**TEXTE À ANALYSER:**
════════

Justement, quels sont les sujets à aborder? «Le small talk requiert de la stratégie et de la préparation, ajoute Claude Volery. On ne va pas voir le client sans préparation. Avant le rendez-vous, je conseille de parcourir les médias sociaux et de lire la presse pour connaître les dernières nouvelles dans la région d’activité de son client. Un œil à Google Trends pour s’informer des recherches les plus populaires sur Google est une autre solution. Ce sont toujours de bons sujets de discussion.» En revanche, on évitera de parler politique, argent, santé ou religion. «Ce qui prédomine, c’est de s’intéresser à son interlocuteur, sans être intrusif. Si la démarche de small talk n’est pas sincère, cela se ressentira très vite.»
Se mouiller pour faire des affaires
Selon Didier Grobet, tout l’enjeu de l’exercice est de transformer le «small talk en smart talk». Entendez par là que le premier échange informel a pour vocation de déboucher sur des discussions plus concrètes, comme la prise d’un rendez-vous professionnel. Didier Grobet est depuis trente ans consultant en marketing. A la tête de sa société DG-Marketing, le Vaudois est surtout un fin connaisseur du small talk puisque son activité indépendante le pousse à écumer les cocktails dînatoires, les galas ou les conférences de la région à la recherche de nouveaux contacts. Le small talk, il connaît donc et l’enseigne. Comptez près de 500 francs les deux demi-journées.
Depuis plusieurs années, des patrons de PME, des consultants, des commerciaux, des assureurs ou des gestionnaires de fortune participent à ses ateliers de coaching pour glaner ses précieux conseils. «Le small talk, c’est avant tout la technique de savoir se lancer. Personne n’aime engager la conversation avec un inconnu, observe Didier Grobet. Dans un cocktail, la grande majorité des gens sont mal à l’aise. Prendre conscience de cette gêne permet de dissiper ses propres complexes et de se lancer.» L’art du small talk consiste à sortir de sa zone de confort. «Il faut montrer qui on est en prenant des risques maîtrisés. On ne fait pas des affaires avec un interlocuteur qui ne se mouille pas ou qui est d’accord avec tout. C’est ennuyeux.»
Didier Grobet conseille à ses apprentis small talkers de se préparer en amont d’une réception. Qui sera là? Que vais-je dire? Quels sont mes points communs avec les autres invités? Quels sujets je peux aborder? «Cette préparation sert à se sentir plus à l’aise dans les échanges qui seront naturellement plus spontanés.» Et puis, il faut aussi veiller à ne pas en faire trop. «Si votre interlocuteur a terminé son assiette alors que vous n’avez avalé que quelques bouchées, c’est que vous avez trop parlé», estime Didier Grobet.
Pour avoir la bonne attitude en société et tirer les bénéfices du small talk, le maître des petites phrases réfléchit aux profils de small talker qu’il déteste. Celui qui ne parle que de lui? Qui empiète notre espace vital? Qui dit du mal des autres? «Ce travail lui permettra d’adopter les bonnes pratiques», conclut le spécialiste.
Retour à Genève où Pablo a tiré les leçons de son «humiliation» en société. Le jeune start-uper aborde désormais les raouts professionnels avec davantage de préparation. Il a d’ailleurs osé recontacter ce patron tant convoité lors des conférences Lift. Heureusement pour Pablo, il ne se souvenait pas de lui.

════════

**MATÉRIEL FOURNI:**
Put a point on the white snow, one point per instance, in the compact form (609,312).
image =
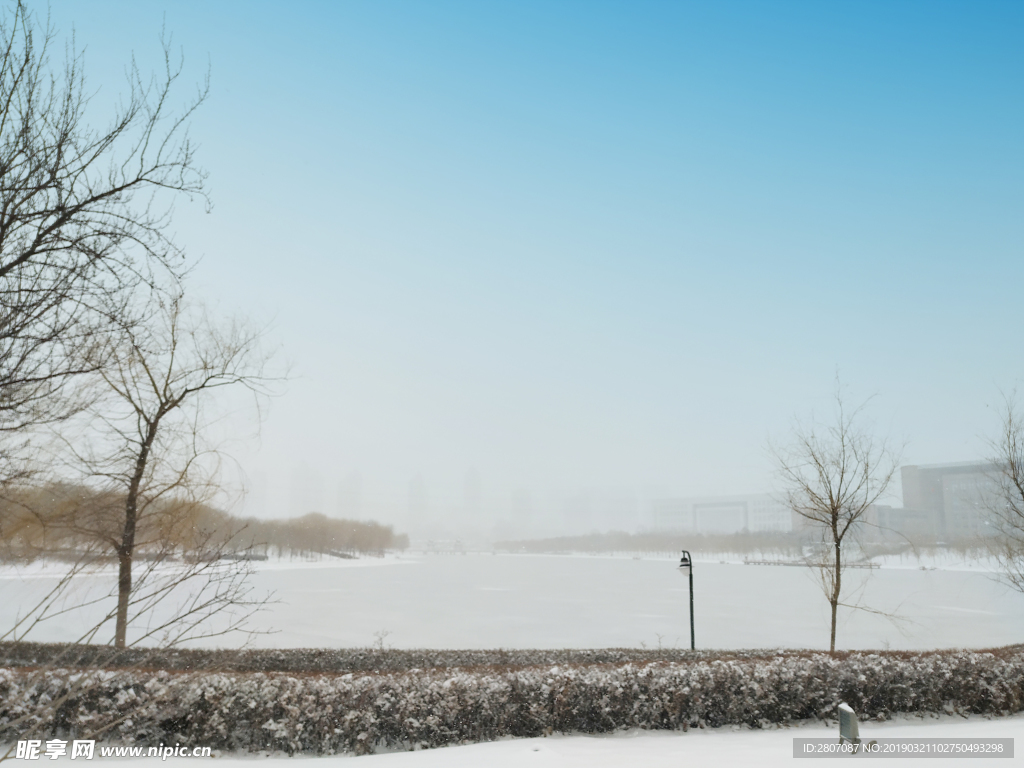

════════

**CONSIGNES DE TRAVAIL:**
**1.** Reproduisez tel quel le passage du texte sur le small talk allant de « Didier Grobet conseille » jusqu'à « conclut le spécialiste. ».
**2.** Énumérez tous les sujets de conversation que le texte sur le small talk recommande d'éviter.

**RÉPONSES NUMÉROTÉES:**
**1.**
Didier Grobet conseille à ses apprentis small talkers de se préparer en amont d’une réception. Qui sera là? Que vais-je dire? Quels sont mes points communs avec les autres invités? Quels sujets je peux aborder? «Cette préparation sert à se sentir plus à l’aise dans les échanges qui seront naturellement plus spontanés.» Et puis, il faut aussi veiller à ne pas en faire trop. «Si votre interlocuteur a terminé son assiette alors que vous n’avez avalé que quelques bouchées, c’est que vous avez trop parlé», estime Didier Grobet.
Pour avoir la bonne attitude en société et tirer les bénéfices du small talk, le maître des petites phrases réfléchit aux profils de small talker qu’il déteste. Celui qui ne parle que de lui? Qui empiète notre espace vital? Qui dit du mal des autres? «Ce travail lui permettra d’adopter les bonnes pratiques», conclut le spécialiste.

**2.** La politique, l'argent, la santé et la religion.